Alors qu’Axel nous rendait service gratuitement, les banques nous font payer pour cela (frais bancaires). Si par mégarde nous allons dépenser trop (compte en négatif), au lieu de refuser le paiement la banque paie et nous pénalise d’une somme (commission d’intervention, -8€ à chaque opération). Voyez à quel point nous maîtrisons notre argent ! Et je ne m’étends pas sur le score de crédit, système anglo-saxon qui risque d’arriver en France, avec lequel la banque vous punit en refusant de vous prêter si vous n’êtes pas couramment endetté avec votre carte de crédit. Ainsi, les plus démunis ont raison de tout retirer en espèces dès que leur revenu tombe, comme l’explique le sociologue Denis Colombi dans cet épisode de l’excellent podcast Thune.

Bref, nous ne sommes plus maîtres de notre argent, tout ou presque a été accaparé par les banques.

Une vieille paysanne me racontait récemment comment, dans les années 1950, ses parents « ont compris qu’on les dépossédait de quelque chose » lorsque la laiterie du village n’a plus acheté leur lait avec des billets, mais avec un chèque. Jusqu’alors, ils vivaient sans banque, ne gardant que quelques liasses sous le matelas ; du reste ils produisaient l’essentiel de leur nourriture. Or, ce nouveau morceau de papier n’avait pas de valeur immédiate, on ne pouvait l’échanger au voisin contre un cochon ou un sac de blé, non, il fallait d’abord le déposer à la banque : on devenait dépendant d’une entreprise tierce.

Soixante-dix ans plus tard, notre dépendance aux banques commerciales est quasi-totale. Pour un loyer ou un salaire, une banque s’interpose toujours. Et nous renforçons cette dépendance, préférant des transactions payantes (typiquement par carte bancaire) aux transaction gratuites (pièces et billets). Car nos cotisations de cartes ou nos frais en tant que commerçants enrichissent les banques commerciales, alors que les euros physiques sont émis par la Banque de France et ses homologues européennes, toutes publiques.

Par ailleurs, une multitude d’autres acteurs s’interposent entre nous et notre argent. Quand je « fais un Lydia » pour rembourser une amie qui vient de m’avancer un verre, j’ai besoin :
1) d’un smartphone,
2) d’un réseau de transport d’électricité pour charger ce smartphone,
3) d’un abonnement à Internet,
4) d’infrastructures type antennes et câbles de fibres optiques pour véhiculer l’information,
5) d’un compte chez Lydia,
6) d’un compte bancaire associé,
7) et le tout idem pour mon amie.
Ainsi, pour remplacer un échange fiduciaire de main à main (pièces et billets) par un échange scriptural (paiement Lydia), je deviens dépendant de toutes ces strates dont chacune prend une commission. Alors que mon amie est assise face à moi, chaque maillon de cette chaîne peut empêcher mon paiement. Ma souveraineté de paiement est bien maigre.

La facilité à payer en un clic ou un revers de carte, que beaucoup ressentent comme acte de puissance ou de liberté, peut être vue comme un asservissement capable de se retourner contre nous demain, d’une simple mise à jour de fichier informatique.

> **DONNÉES SOURCES**

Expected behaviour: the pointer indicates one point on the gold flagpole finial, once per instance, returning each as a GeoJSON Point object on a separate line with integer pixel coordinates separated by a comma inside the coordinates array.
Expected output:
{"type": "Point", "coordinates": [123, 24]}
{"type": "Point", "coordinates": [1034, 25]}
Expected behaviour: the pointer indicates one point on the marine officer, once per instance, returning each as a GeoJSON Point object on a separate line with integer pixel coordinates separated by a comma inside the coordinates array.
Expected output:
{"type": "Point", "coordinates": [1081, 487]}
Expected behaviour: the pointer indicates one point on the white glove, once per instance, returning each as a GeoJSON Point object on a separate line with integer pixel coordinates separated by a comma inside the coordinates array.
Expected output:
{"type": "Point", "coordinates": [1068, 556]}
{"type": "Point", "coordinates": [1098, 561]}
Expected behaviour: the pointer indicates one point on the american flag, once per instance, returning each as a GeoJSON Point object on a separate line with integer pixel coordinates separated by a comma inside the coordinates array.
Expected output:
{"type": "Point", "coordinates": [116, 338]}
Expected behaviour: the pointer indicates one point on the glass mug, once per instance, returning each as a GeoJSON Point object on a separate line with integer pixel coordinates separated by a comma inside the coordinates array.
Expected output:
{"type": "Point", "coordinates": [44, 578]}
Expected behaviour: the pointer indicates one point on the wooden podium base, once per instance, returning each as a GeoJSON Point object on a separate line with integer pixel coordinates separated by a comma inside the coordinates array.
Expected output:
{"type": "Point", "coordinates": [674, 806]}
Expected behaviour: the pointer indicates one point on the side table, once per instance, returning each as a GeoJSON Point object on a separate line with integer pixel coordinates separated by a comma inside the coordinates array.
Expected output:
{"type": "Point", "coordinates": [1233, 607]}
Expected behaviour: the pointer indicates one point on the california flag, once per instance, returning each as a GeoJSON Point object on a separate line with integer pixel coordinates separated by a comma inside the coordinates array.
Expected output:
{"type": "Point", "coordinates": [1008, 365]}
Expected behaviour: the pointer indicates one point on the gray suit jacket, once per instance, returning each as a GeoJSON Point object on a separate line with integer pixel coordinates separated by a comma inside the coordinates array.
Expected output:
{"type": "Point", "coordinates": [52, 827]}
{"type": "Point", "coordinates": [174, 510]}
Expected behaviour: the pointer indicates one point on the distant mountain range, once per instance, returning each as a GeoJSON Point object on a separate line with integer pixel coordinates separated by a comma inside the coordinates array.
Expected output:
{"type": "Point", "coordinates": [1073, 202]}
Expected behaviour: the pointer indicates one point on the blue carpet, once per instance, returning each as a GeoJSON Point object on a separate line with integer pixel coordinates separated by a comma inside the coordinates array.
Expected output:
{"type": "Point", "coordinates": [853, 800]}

--

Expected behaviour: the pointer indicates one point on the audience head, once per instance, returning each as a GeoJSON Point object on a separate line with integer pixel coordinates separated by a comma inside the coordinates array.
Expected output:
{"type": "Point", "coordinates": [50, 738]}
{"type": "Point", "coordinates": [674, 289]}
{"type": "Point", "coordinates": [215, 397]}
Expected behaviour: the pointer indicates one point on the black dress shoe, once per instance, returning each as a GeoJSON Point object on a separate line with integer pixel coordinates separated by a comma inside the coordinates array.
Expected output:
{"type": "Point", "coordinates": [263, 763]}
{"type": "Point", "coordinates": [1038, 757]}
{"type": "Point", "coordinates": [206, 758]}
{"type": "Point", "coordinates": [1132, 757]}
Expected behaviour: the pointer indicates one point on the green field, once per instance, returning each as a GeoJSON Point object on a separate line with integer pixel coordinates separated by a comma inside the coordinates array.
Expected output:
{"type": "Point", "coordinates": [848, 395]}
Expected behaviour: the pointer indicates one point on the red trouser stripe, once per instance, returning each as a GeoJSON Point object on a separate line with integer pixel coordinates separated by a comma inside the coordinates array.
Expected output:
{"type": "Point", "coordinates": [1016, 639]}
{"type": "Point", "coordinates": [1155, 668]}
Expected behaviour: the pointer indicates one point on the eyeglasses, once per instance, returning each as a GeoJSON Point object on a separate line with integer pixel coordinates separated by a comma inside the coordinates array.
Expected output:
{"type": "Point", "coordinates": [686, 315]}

> **CONSIGNE**
Recopiez le passage de l'extrait sur les banques qui commence à "Par ailleurs, une" et s'arrête après "pour mon amie.", en remplaçant "smartphone" par "téléphone portable".

> **RÉPONSE RÉDIGÉE**
Par ailleurs, une multitude d’autres acteurs s’interposent entre nous et notre argent. Quand je « fais un Lydia » pour rembourser une amie qui vient de m’avancer un verre, j’ai besoin :
1) d’un téléphone portable,
2) d’un réseau de transport d’électricité pour charger ce téléphone portable,
3) d’un abonnement à Internet,
4) d’infrastructures type antennes et câbles de fibres optiques pour véhiculer l’information,
5) d’un compte chez Lydia,
6) d’un compte bancaire associé,
7) et le tout idem pour mon amie.